### Problem
In the records below, find the line holding "Target: curb" and the line holding "mark the grass lawn | one pin per instance.". Set down both, with every line between them, exactly.

### Dataset excerpts
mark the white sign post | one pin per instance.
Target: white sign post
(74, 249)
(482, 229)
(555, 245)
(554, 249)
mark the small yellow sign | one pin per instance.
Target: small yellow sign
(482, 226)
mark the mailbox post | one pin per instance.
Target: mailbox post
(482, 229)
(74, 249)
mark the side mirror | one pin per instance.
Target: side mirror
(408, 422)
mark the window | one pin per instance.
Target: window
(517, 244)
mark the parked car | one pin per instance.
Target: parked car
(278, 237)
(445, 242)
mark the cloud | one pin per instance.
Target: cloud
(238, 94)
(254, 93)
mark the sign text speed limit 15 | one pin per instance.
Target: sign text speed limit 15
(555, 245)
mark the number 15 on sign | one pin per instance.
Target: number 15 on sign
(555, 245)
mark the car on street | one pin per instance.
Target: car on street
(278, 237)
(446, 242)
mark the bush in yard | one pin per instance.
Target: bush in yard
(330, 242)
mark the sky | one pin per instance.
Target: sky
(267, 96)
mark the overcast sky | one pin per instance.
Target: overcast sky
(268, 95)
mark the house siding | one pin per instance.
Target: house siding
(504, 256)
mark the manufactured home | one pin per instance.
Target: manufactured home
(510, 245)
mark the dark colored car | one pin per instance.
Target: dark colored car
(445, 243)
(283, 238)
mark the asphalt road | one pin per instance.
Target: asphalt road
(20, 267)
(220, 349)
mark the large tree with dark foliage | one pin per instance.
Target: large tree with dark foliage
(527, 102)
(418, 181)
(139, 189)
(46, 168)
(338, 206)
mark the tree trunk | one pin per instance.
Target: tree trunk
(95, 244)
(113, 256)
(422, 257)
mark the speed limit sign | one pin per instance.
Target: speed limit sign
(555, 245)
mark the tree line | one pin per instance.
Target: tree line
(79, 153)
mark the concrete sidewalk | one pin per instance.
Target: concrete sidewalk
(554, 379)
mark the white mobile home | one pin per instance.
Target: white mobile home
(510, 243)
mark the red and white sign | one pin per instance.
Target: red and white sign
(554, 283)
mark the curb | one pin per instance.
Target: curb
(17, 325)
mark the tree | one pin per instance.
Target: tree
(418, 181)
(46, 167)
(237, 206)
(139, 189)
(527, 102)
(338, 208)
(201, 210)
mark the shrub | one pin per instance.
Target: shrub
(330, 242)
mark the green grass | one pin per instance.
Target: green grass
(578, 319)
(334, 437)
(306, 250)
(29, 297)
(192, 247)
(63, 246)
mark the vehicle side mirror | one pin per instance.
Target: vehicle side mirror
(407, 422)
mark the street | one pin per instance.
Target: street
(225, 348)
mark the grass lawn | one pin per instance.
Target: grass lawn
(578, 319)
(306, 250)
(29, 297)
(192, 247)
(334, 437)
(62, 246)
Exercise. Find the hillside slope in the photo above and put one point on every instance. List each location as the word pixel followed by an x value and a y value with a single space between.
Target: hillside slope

### Expected answer
Target: curb
(17, 325)
mark the tree | one pin per instance.
Target: tree
(418, 181)
(46, 167)
(237, 206)
(139, 189)
(527, 102)
(338, 208)
(201, 210)
mark the shrub | one pin per instance.
Target: shrub
(330, 242)
mark the green grass | one pin per instance.
Target: green grass
(578, 319)
(334, 437)
(306, 250)
(29, 297)
(192, 247)
(63, 246)
mark the vehicle side mirror | one pin per instance.
Target: vehicle side mirror
(407, 422)
mark the street | one pin per instance.
Target: street
(225, 348)
mark the grass lawn | one pin per instance.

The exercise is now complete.